# Supplied material:
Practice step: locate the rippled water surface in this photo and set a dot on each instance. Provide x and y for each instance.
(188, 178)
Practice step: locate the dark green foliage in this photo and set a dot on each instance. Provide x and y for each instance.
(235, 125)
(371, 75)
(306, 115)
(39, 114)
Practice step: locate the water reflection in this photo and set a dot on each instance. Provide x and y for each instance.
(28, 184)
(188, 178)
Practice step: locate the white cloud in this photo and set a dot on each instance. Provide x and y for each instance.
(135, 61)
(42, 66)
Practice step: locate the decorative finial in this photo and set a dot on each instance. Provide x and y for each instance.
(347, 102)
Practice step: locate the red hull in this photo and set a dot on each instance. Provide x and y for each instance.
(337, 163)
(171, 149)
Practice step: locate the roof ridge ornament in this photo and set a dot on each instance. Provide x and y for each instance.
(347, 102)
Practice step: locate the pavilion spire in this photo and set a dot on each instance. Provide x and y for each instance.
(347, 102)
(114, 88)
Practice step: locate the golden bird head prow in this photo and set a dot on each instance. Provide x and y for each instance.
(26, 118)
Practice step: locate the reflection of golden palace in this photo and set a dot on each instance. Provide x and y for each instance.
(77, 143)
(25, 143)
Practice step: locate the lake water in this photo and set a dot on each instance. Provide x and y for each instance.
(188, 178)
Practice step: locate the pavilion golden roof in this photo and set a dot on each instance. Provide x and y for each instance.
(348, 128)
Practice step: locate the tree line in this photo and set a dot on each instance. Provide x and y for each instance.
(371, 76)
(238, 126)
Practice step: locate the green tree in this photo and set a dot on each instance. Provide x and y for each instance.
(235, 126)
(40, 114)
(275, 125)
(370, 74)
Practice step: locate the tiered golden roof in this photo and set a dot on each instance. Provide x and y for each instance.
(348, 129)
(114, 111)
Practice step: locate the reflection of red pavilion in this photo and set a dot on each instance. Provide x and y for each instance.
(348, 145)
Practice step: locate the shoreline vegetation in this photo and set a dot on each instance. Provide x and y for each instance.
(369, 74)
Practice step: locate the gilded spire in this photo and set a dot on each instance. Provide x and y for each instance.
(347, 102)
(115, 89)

# Requirement:
Quote all the records. Keep every word exact.

# Exercise response:
Practice step: locate the rippled water surface in this photo and set a dot on each instance. Provide x and y for each instance.
(188, 178)
Practice step: locate the dark green foliage in this photo and set a dot on each instance. Provide x and y for each instance.
(235, 125)
(371, 75)
(306, 115)
(39, 114)
Practice step: locate the water reflection in this photo and set a dot on each instance. Provide x and y for each instance.
(28, 184)
(188, 178)
Practice step: locate the white cloud in this photo and set a dot on each instance. Provide x and y for each instance.
(135, 61)
(42, 66)
Practice step: locate the decorative finial in this photo and set a dot on each instance. Provide x and y for each instance.
(347, 102)
Practice step: locate the red hull in this photo and set a dot on each instance. Provide x and y for each instance.
(337, 163)
(171, 149)
Practice step: locate the roof ridge ornament in this photo and set a dot on each instance. Provide x and y for each instance.
(347, 102)
Practice step: locate the pavilion spire in this photo and set a dot on each instance. Provide x and y for each instance.
(347, 102)
(114, 88)
Practice step: locate the golden bird head prow in this photo and set a dot on each instance. Provide x and y for each instance.
(26, 118)
Practice step: locate the reflection of golden palace in this photo and set a dot on each instance. Provide x and y for each instance.
(77, 143)
(25, 143)
Practice step: locate the lake water in this photo and set a dot on each instance. Provide x and y for each instance.
(188, 178)
Practice step: locate the pavilion golden roof in this photo and set a dot on each instance. Provide x and y for each instance.
(348, 128)
Practice step: locate the tree line in this photo and set a dot on each instance. Provide x and y for each instance.
(371, 76)
(238, 126)
Practice step: locate the green tree in this photo and set a dot on each instance. Provide x and y for each instance.
(235, 126)
(40, 114)
(275, 125)
(370, 74)
Practice step: locate the tiered golden roof in this photo and set a dot on each instance. Provide x and y for each instance.
(348, 129)
(114, 111)
Practice step: locate the reflection of red pavilion in this photo and set a dot on each instance. Provide x and y for each instance.
(348, 145)
Practice step: locate the shoreline vegetation in this photo and set a dot on each instance. Provide x and y for each instance.
(369, 74)
Practice step: locate the gilded spire in this photo and set a dot on each instance. Provide x and y for each instance.
(347, 102)
(115, 89)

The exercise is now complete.